WORK INSTRUCTIONS:
Write out again every line of the records, starting with the line with "Can you spot the yellow-bellied" and going on through the line with "[[77, 816]]". Leave all other text as it is, but multiply each x and y coordinate in the answers by 0.65 and round it to a whole number, with halves rounded up.

SUPPLIED ENTRIES:
━━━━━━━━
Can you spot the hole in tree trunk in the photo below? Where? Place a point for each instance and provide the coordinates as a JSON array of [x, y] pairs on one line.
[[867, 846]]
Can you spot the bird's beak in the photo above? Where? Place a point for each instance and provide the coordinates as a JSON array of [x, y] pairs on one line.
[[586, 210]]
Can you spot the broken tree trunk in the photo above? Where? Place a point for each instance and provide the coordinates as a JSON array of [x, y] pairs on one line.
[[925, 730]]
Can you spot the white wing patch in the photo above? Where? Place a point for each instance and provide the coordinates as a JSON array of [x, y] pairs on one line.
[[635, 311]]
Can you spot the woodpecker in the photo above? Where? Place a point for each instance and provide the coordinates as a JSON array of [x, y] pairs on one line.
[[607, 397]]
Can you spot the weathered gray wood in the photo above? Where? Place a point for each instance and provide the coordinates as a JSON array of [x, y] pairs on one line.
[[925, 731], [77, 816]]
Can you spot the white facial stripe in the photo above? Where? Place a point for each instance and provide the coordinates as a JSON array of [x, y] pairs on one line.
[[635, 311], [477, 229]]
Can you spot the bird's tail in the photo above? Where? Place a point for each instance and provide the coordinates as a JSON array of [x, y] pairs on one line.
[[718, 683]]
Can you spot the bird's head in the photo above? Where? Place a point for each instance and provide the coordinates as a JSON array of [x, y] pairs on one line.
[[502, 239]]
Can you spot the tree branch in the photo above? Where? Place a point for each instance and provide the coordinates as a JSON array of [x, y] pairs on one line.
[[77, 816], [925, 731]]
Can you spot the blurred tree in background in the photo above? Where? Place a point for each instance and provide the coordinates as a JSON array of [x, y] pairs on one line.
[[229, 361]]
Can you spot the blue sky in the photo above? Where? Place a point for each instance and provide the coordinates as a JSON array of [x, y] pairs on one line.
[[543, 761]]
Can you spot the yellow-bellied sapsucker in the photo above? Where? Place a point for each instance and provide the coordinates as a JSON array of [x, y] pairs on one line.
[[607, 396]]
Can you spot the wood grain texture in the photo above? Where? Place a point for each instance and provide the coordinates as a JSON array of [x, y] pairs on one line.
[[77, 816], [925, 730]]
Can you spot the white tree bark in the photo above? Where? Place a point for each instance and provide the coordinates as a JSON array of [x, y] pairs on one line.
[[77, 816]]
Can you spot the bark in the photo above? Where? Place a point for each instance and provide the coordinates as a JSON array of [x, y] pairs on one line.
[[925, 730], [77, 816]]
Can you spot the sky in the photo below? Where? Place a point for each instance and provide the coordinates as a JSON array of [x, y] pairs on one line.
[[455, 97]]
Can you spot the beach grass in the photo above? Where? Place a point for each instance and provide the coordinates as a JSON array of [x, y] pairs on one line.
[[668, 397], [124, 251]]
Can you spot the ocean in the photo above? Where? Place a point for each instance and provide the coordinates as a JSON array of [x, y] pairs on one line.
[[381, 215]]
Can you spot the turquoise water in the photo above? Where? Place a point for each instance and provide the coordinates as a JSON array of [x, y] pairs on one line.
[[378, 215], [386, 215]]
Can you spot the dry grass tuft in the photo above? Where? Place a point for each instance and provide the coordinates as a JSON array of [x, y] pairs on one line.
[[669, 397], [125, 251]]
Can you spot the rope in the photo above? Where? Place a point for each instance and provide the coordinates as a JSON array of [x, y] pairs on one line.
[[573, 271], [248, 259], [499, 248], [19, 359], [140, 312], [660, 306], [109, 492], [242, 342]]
━━━━━━━━
FULL RESPONSE:
Can you spot the yellow-bellied sapsucker in the photo above? Where? Place a point for each instance and provide the coordinates as a JSON array of [x, y] pairs on one line.
[[395, 257]]
Can you spot the wood grain texture in the photo above? Where? Place a point for each instance and provide the coordinates as a JSON array of [x, y] pairs on one line.
[[50, 530], [601, 475]]
Can you spot the white tree bark in the photo above? Where? Place a point for each instance and provide the coordinates as a JSON array of [x, y] pairs on one line.
[[50, 530]]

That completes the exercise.